- [Texto para revisar]
Las campañas electorales son muy duras, y los candidatos llevan a cabo actividades que sólo volverán a repetir en la próxima campaña. Mi ingenuidad creía que, llegada la era digital, habría un cambio notable, y para ser ministro o presidente no sería necesario ponerse un casco, meterse en un ascensor, que te lleva a más de 50 metros de profundidad, y recorrer el túnel de una mina, en compañía de sudorosos cámaras, periodistas, sindicalistas, y gentes que viven de extravagancias semejantes.
Estamos a 18 meses de comenzar el primer cuarto del siglo XXI, y las escenificaciones de los candidatos son semejantes a las que se llevaban a cabo hacia finales del siglo XIX: visitas a hospitales, recorridos por residencias de niños abandonados, conversaciones con personas con las que es difícil hablar, debido a su avanzada edad... y un largo y complicado etcétera, que los votantes ni siquiera agradecen. Puede que lo más deslumbrante haya sido el descubrimiento del secreto de Yolanda Díaz, que ha decidido desvelar, y que no es otro que su vocación de planchadora. Jamás hubiéramos imaginado que la defensora del feminismo pata negra tuviera ese entusiasmo por planchar, que es algo así como si su colega y despreciada Irene Montero, ministra de Igualdad, nos descubriera que su entusiasmo por zurcir calcetines o por limpiar los baños.

- [Instrucciones]
Transcribe sin cambios el fragmento del texto sobre las campañas electorales que va desde "Estamos a 18" hasta "limpiar los baños.".

- [Datos de origen]
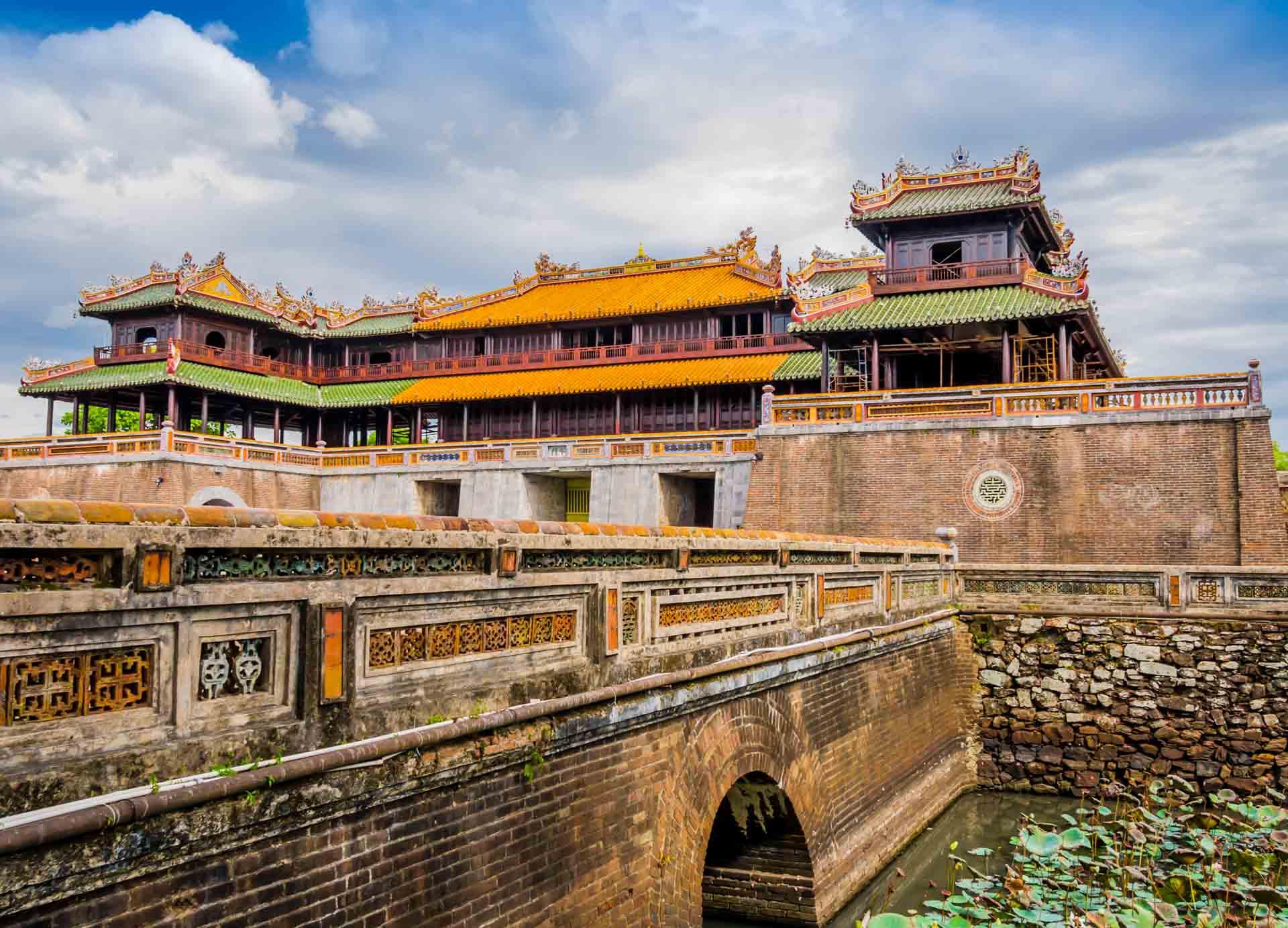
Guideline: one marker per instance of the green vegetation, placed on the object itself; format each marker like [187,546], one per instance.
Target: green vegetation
[1173,858]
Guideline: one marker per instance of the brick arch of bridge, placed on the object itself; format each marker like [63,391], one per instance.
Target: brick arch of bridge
[765,733]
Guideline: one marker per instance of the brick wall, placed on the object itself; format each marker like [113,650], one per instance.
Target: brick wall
[1071,704]
[610,831]
[1183,491]
[137,482]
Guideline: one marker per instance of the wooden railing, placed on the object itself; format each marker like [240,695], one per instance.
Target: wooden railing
[1068,397]
[947,276]
[670,445]
[482,364]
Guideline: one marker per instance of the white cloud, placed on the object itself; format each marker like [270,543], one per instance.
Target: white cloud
[343,42]
[354,127]
[219,32]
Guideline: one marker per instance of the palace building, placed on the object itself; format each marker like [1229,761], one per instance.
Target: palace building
[974,282]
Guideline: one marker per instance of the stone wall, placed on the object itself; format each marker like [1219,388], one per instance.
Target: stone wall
[182,481]
[1068,704]
[1159,488]
[596,816]
[176,639]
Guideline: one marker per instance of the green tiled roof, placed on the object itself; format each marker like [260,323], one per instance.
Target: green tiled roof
[943,307]
[227,309]
[378,325]
[155,294]
[803,366]
[240,383]
[101,378]
[935,200]
[837,281]
[364,395]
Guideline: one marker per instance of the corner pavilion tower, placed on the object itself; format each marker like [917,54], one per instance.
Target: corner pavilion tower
[974,282]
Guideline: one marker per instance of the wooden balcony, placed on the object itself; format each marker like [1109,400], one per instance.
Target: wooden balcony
[947,276]
[481,364]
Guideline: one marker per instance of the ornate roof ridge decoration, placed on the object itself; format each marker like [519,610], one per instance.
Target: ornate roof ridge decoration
[741,254]
[822,260]
[215,281]
[1018,168]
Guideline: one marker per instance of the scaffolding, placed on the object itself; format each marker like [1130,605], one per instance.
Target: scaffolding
[848,370]
[1033,358]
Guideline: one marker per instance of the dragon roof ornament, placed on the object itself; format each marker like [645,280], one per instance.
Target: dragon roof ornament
[1018,168]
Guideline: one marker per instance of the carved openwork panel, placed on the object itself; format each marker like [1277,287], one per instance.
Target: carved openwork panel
[46,688]
[1264,590]
[211,565]
[1034,586]
[240,667]
[849,596]
[705,557]
[535,560]
[442,641]
[630,620]
[920,589]
[57,569]
[719,610]
[1208,590]
[822,557]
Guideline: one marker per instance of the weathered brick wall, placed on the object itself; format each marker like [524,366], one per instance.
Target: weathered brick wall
[1073,703]
[180,480]
[611,830]
[1183,491]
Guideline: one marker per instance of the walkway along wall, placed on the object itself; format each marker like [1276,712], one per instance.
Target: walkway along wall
[590,811]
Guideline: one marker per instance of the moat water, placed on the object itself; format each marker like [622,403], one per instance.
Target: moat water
[975,820]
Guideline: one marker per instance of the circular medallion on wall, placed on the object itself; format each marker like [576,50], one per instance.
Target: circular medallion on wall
[994,490]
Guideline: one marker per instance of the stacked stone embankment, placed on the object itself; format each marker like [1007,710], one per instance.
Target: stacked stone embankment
[1072,704]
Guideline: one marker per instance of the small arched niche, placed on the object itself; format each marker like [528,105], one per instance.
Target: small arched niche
[757,865]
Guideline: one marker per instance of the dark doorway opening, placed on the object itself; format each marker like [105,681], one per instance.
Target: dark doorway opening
[757,865]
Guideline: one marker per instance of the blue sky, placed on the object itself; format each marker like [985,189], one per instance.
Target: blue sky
[374,148]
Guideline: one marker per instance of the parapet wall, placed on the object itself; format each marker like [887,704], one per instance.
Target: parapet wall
[1180,486]
[162,641]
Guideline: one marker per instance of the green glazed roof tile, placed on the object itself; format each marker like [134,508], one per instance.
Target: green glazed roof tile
[240,383]
[378,325]
[101,378]
[364,395]
[943,307]
[934,200]
[152,295]
[837,281]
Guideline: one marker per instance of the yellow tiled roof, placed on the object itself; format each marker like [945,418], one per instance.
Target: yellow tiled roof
[599,379]
[630,294]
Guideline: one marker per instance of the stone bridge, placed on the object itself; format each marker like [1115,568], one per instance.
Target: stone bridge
[219,716]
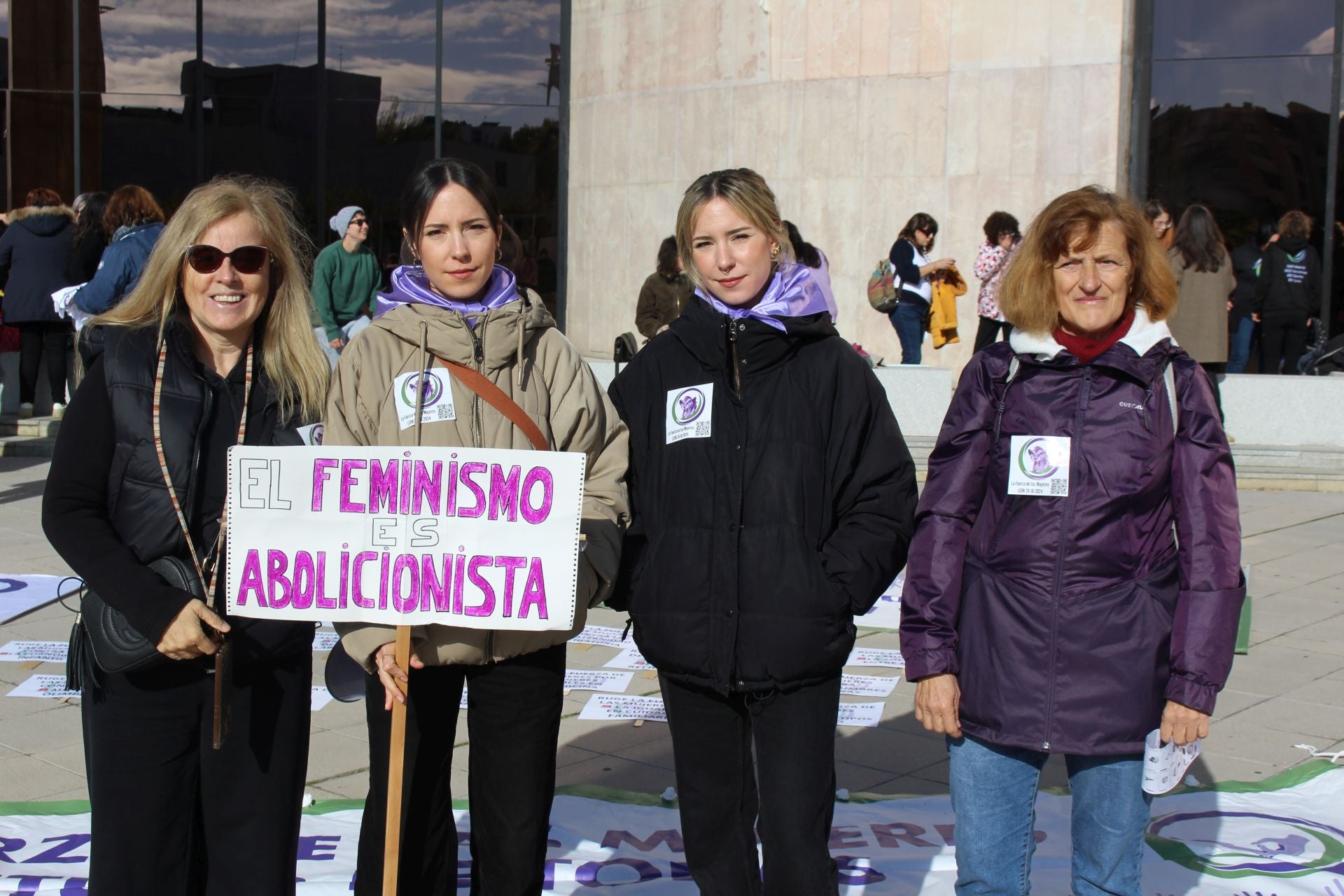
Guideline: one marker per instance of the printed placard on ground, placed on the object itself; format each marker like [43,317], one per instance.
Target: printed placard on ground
[869,685]
[875,657]
[860,715]
[42,650]
[597,680]
[1278,836]
[472,538]
[49,687]
[613,708]
[601,636]
[629,659]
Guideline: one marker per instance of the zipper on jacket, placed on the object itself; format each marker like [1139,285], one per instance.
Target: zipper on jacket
[1059,555]
[733,346]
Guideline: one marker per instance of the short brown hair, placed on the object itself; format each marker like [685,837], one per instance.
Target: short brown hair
[42,198]
[1074,219]
[1294,225]
[131,206]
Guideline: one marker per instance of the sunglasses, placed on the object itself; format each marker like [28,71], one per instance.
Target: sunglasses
[246,260]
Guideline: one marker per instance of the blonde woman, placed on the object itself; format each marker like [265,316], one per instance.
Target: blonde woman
[774,495]
[217,335]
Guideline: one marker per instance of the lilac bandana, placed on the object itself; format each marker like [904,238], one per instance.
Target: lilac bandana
[793,292]
[410,286]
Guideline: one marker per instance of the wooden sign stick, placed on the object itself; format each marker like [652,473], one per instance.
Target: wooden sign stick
[396,767]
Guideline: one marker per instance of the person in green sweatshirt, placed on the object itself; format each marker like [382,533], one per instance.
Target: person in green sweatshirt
[346,279]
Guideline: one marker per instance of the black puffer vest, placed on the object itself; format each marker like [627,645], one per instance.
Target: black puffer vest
[137,498]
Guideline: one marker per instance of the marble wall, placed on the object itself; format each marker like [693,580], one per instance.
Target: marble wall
[859,113]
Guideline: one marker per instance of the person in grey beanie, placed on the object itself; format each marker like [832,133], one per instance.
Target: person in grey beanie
[346,279]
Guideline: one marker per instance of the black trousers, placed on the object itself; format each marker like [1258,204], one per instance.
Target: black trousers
[988,332]
[514,724]
[1282,337]
[171,814]
[788,797]
[35,340]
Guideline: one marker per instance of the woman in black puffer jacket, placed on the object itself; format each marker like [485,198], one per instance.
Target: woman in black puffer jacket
[773,498]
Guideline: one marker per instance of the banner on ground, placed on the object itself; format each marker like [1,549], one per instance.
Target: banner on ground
[1278,837]
[472,538]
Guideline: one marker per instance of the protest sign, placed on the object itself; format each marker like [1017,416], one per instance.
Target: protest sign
[470,538]
[1280,836]
[49,687]
[610,708]
[875,657]
[42,650]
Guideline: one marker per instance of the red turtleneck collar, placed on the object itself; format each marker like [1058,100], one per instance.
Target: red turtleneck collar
[1085,349]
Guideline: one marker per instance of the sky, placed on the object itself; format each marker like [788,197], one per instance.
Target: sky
[493,50]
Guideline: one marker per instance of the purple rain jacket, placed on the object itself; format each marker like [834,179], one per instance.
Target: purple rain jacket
[1070,621]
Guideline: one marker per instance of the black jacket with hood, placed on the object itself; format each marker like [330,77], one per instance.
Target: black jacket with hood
[33,262]
[1289,284]
[757,539]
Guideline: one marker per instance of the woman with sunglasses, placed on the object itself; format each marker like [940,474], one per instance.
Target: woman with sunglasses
[213,348]
[458,304]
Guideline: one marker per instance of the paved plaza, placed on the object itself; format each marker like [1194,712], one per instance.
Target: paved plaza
[1289,690]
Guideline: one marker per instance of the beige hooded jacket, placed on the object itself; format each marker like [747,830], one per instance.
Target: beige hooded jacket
[522,352]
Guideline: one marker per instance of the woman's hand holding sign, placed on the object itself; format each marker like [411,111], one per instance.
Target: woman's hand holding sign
[385,659]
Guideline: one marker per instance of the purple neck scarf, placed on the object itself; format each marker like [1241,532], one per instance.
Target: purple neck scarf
[793,292]
[410,286]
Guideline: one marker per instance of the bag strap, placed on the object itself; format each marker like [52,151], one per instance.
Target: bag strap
[496,398]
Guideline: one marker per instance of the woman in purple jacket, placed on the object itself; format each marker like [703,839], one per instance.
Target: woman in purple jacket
[1074,578]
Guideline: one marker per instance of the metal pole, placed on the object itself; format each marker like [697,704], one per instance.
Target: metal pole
[201,90]
[1332,156]
[562,182]
[1140,99]
[438,80]
[321,118]
[76,97]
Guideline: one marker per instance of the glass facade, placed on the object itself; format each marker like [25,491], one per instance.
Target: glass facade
[260,101]
[1241,109]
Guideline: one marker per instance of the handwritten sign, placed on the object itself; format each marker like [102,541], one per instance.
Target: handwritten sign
[42,650]
[875,657]
[859,715]
[597,680]
[470,538]
[629,659]
[49,687]
[869,685]
[610,708]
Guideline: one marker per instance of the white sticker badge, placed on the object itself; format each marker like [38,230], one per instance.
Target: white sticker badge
[436,405]
[1038,465]
[690,410]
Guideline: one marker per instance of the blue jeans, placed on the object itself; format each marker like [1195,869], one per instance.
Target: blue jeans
[909,320]
[1240,351]
[993,796]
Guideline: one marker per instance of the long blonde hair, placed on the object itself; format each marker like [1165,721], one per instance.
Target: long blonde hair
[748,194]
[295,365]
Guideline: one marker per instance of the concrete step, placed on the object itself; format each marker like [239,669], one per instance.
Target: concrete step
[30,428]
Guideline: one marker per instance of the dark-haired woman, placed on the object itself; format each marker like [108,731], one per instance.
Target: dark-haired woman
[90,238]
[816,262]
[456,304]
[1288,293]
[134,220]
[1002,238]
[34,253]
[1205,281]
[664,293]
[910,258]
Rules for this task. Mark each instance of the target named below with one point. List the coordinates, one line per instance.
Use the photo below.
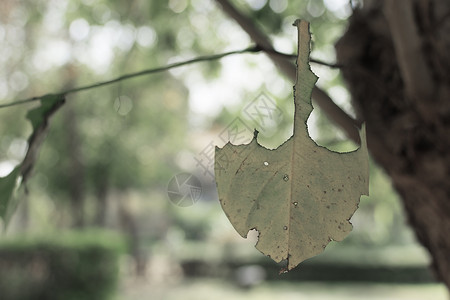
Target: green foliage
(8, 185)
(67, 266)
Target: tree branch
(334, 112)
(251, 49)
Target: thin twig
(313, 60)
(334, 112)
(251, 49)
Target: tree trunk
(396, 58)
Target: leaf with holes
(299, 196)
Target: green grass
(206, 289)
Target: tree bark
(396, 62)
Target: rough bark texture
(396, 57)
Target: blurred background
(101, 217)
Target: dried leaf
(39, 120)
(299, 196)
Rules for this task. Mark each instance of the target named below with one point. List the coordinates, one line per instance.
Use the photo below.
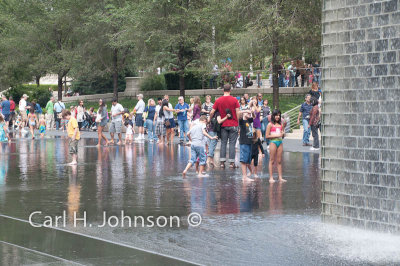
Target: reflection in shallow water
(243, 222)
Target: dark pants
(231, 134)
(281, 80)
(314, 132)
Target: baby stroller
(87, 121)
(239, 83)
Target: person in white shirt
(169, 116)
(22, 109)
(159, 120)
(138, 110)
(116, 123)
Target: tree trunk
(60, 82)
(37, 78)
(181, 84)
(275, 75)
(115, 73)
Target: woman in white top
(80, 114)
(169, 121)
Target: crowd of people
(247, 122)
(296, 72)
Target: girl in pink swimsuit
(275, 132)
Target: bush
(41, 94)
(153, 83)
(194, 80)
(98, 85)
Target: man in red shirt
(12, 110)
(229, 128)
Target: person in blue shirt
(181, 109)
(150, 110)
(5, 109)
(260, 101)
(38, 109)
(304, 112)
(58, 107)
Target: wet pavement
(252, 223)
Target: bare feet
(247, 179)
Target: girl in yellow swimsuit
(275, 133)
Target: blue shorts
(198, 152)
(139, 120)
(276, 142)
(245, 153)
(172, 123)
(6, 117)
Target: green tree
(47, 36)
(175, 33)
(281, 29)
(108, 38)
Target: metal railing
(291, 119)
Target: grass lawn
(286, 102)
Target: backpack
(215, 125)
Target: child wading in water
(73, 135)
(196, 135)
(255, 148)
(275, 133)
(4, 137)
(245, 141)
(42, 126)
(129, 131)
(32, 120)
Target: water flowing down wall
(361, 113)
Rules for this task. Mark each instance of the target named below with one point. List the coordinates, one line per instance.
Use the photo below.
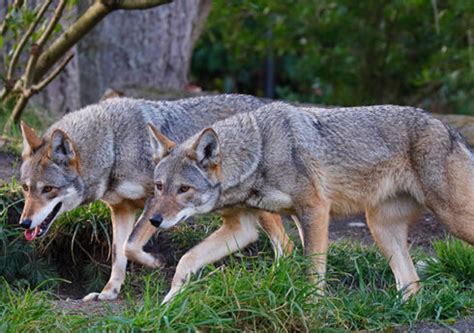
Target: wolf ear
(160, 144)
(206, 150)
(61, 149)
(30, 140)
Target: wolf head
(186, 177)
(51, 180)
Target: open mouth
(41, 229)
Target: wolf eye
(47, 189)
(183, 189)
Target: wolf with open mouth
(100, 153)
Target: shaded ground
(355, 228)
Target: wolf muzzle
(26, 223)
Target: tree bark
(148, 49)
(464, 124)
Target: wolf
(392, 162)
(99, 153)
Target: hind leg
(238, 231)
(388, 222)
(455, 205)
(273, 227)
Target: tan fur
(270, 223)
(239, 230)
(388, 222)
(30, 140)
(75, 162)
(273, 226)
(123, 217)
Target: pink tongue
(30, 234)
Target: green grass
(247, 292)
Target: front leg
(123, 216)
(237, 232)
(314, 223)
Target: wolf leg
(140, 235)
(123, 216)
(238, 231)
(273, 227)
(388, 222)
(314, 224)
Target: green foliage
(343, 52)
(454, 259)
(256, 294)
(20, 263)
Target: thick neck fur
(241, 153)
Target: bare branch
(40, 85)
(91, 17)
(134, 4)
(52, 23)
(25, 38)
(3, 26)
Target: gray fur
(389, 161)
(110, 139)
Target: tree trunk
(142, 48)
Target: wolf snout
(26, 223)
(156, 220)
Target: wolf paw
(103, 296)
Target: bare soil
(354, 228)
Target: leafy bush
(343, 52)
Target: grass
(247, 292)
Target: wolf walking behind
(392, 162)
(101, 153)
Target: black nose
(26, 224)
(156, 220)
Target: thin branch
(36, 49)
(91, 17)
(3, 26)
(52, 23)
(25, 38)
(39, 86)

- [Solución del ejercicio]
Estamos a 18 meses de comenzar el primer cuarto del siglo XXI, y las escenificaciones de los candidatos son semejantes a las que se llevaban a cabo hacia finales del siglo XIX: visitas a hospitales, recorridos por residencias de niños abandonados, conversaciones con personas con las que es difícil hablar, debido a su avanzada edad... y un largo y complicado etcétera, que los votantes ni siquiera agradecen. Puede que lo más deslumbrante haya sido el descubrimiento del secreto de Yolanda Díaz, que ha decidido desvelar, y que no es otro que su vocación de planchadora. Jamás hubiéramos imaginado que la defensora del feminismo pata negra tuviera ese entusiasmo por planchar, que es algo así como si su colega y despreciada Irene Montero, ministra de Igualdad, nos descubriera que su entusiasmo por zurcir calcetines o por limpiar los baños.